==== Extract to read ====

GITIN 77-79 - Dedicated by an admirer of the work of the Dafyomi Advancement Forum, l'Iluy Nishmas Mrs. Gisela Turkel, Golda bas Reb Chaim Yitzchak Ozer, A"H.



(a) Abaye says that in a case where a man dies at night after saying ...
1. ... 'le'che'she'Teitzei Chamah mi'Narteikah' - the Get is invalid, because this Lashon implies that the Get is to take effect only when the sun comes out in the morning (and 'Ein Get le'Achar Misah).
2. ... 'al-M'nas she'Teitzei Chamah mi'Narteikah' - the Get is effective immediately, because of Rav Huna Amar Rav, who said 'Kol ha'Omer al-M'nas ke'Omer me'Achshav Dami'.
(b) The same will apply to 'le'che'she'Lo Avo le'Achar Sh'neim-Asar Chodesh' and 'al-M'nas she'Lo Avo le'Achar Sh'neim-Asar Chodesh'. The Machlokes between the Tana of our Mishnah and Raboseinu of the Beraisa is confined to a case of 'Im Teitzei ha'Chamah' (or 'Im Meisi') - whether we hold like Rebbi Yossi (who holds 'Z'mano shel Sh'tar Mochi'ach [as if he had said 'me'Achshav'] - Raboseinu) or not (the Tana of our Mishnah).
(a) 'Kisvu u'T'nu Get le'Ishti Im Lo Ba'asi mi'Ka'an ve'Ad Sh'teim-Esrei Chodesh, Kasvu be'Soch Sh'neim-Esrei Chodesh, ve'Nasnu le'Achar Sh'neim-Asar Chodesh ... Rebbi Yossi Omer, ka'Zeh Get'. Rav Yeimar asked Rav Ashi whether Rebbi Yossi argues on principle, because he holds that we ignore any T'nai by Gitin. The ramifications of this contention are - that he even argues in the Reisha (when the husband said 'Im Lo Ba'asi mi'Ka'an ve'Ad Sh'teim-Esrei Chodesh, Kasvu be'Soch Sh'neim-Esrei Chodesh Kisvu u'T'nu Get le'Ishti').

(b) Rav Ashi answered him - that Rebbi Yossi agrees with the Tana Kama on principle, and that he only argues in the Seifa where the husband switched the order (as we explained earlier).

==== Raw data ====

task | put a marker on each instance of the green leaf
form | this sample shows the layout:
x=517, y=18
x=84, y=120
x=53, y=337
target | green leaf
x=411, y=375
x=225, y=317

====

• _The tasks_
[a] In the notes on Gitin 77-79, who asked Rav Ashi whether Rebbi Yossi argues on principle?
[b] List every Talmudic Sage mentioned by individual name in the discussion in the notes on Gitin 77-79, leaving out the dedication line.
[c] Pick up the notes on Gitin 77-79 after their last sentence and write the next part.

• _Answers for this exercise_
[a] Rav Yeimar

[b] Abaye, Rav Huna, Rav, Rebbi Yossi, Rav Yeimar, Rav Ashi

[c]
(c) The Rabbanan hold - that either way, the Get is not valid (because the husband meant to write the Get and hand it over only after twelve months).

(a) If he says 'Harei Zeh Gitech Im Lo Ba'asi ad le'Achar
1. ... Shavu'a Zu' - he must have returned within twelve months of the end of the seven-year cycle.
2. ... Shanah Zu' - he must have returned by one month.
3. ... Chodesh' - within a week.
(b) Rebbi Zeira asked Rebbi Asi (or Rebbi Asi, Rebbi Yochanan) what the time period 'le'Achar ha'Shabbos' would constitute. He answered him - that Sunday, Monday and Tuesday belong to the previous week; Wednesday, Thursday and Friday to the following week.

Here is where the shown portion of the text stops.